### What is expected
Reproduce word for word the rows that run from the first row through the line containing "[[132, 17, 150, 28]]", with both of those lines included.

___

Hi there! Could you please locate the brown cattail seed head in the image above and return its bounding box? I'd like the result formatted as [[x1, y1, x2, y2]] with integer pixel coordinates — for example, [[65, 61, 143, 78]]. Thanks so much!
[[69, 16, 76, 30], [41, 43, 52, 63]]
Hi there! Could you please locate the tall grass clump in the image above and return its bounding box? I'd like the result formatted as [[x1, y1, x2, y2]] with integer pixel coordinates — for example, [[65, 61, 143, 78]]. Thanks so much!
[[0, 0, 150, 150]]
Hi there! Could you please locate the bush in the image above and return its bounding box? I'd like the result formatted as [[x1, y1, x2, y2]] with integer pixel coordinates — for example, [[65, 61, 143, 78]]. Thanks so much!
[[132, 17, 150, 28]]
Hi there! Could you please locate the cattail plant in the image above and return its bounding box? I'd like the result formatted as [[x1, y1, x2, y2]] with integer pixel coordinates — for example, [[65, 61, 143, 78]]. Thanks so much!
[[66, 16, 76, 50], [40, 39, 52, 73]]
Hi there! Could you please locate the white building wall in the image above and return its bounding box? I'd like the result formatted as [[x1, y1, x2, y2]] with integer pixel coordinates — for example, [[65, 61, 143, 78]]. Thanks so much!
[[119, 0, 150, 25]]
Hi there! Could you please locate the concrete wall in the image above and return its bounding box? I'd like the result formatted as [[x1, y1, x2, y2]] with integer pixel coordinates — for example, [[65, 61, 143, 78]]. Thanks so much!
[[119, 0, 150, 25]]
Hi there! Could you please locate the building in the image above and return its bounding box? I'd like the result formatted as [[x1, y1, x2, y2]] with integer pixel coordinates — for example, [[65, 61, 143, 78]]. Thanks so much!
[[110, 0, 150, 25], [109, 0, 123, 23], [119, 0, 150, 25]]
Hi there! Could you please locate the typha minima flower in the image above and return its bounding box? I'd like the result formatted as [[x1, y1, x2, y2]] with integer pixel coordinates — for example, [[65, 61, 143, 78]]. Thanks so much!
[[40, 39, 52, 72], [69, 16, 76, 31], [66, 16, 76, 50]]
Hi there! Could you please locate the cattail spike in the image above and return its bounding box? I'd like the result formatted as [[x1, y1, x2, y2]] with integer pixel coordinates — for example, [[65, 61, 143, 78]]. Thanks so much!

___

### Answer to this problem
Hi there! Could you please locate the brown cattail seed head in the image above and return its bounding box? I'd like the result formatted as [[x1, y1, x2, y2]] with integer pixel coordinates — for example, [[65, 61, 143, 78]]. Thanks so much!
[[69, 16, 76, 30], [41, 43, 52, 63]]
Hi there! Could you please locate the tall grass clump in the image above and return its bounding box? I'd like the result formatted as [[x1, y1, x2, y2]] with integer pixel coordinates — for example, [[65, 61, 143, 78]]. Thanks so much!
[[0, 0, 150, 150]]
Hi there! Could you please locate the bush in the image above and return its bounding box? I'd like the result formatted as [[x1, y1, x2, y2]] with integer pixel coordinates — for example, [[65, 61, 143, 78]]. Thanks so much!
[[132, 17, 150, 28]]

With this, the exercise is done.